Written problem:
Every entry must be duplicated precisely as written.

## start Information supplied

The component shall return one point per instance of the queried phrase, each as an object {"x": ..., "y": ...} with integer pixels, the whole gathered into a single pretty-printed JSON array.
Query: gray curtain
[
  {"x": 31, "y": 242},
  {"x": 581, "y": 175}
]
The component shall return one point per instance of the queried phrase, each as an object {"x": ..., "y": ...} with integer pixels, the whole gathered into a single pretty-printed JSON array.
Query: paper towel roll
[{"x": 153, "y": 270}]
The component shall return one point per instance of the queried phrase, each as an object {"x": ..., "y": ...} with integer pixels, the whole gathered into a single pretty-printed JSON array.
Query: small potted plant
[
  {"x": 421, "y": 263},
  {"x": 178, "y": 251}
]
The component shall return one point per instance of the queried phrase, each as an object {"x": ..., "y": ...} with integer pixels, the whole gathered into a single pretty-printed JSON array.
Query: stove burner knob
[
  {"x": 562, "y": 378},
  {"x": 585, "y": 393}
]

## end Information supplied

Task result:
The component shall return one point per instance of the queried phrase, each as an object {"x": ..., "y": ...} with integer pixels, the whole gathered into a single pretty-printed JSON array.
Query: gray curtain
[
  {"x": 31, "y": 242},
  {"x": 581, "y": 175}
]
The component shall return one point per instance of the queried phrase, each as an object {"x": ..., "y": ...} with integer pixels, the whole gathered into a single pretty-printed JSON array.
Query: paper towel roll
[{"x": 153, "y": 270}]
The component shall return one point per instance of the queried phrase, each as an object {"x": ..., "y": ...} with integer pixels, the whole gathered into a single pretty-printed JSON array.
Query: small potted plant
[
  {"x": 421, "y": 263},
  {"x": 178, "y": 251}
]
The component shall return one point per instance of the queried phrase, each as an object {"x": ..., "y": ...} with integer pixels, the whole gathered into a single pretty-printed JSON array.
Query: stove burner knob
[
  {"x": 562, "y": 378},
  {"x": 585, "y": 393}
]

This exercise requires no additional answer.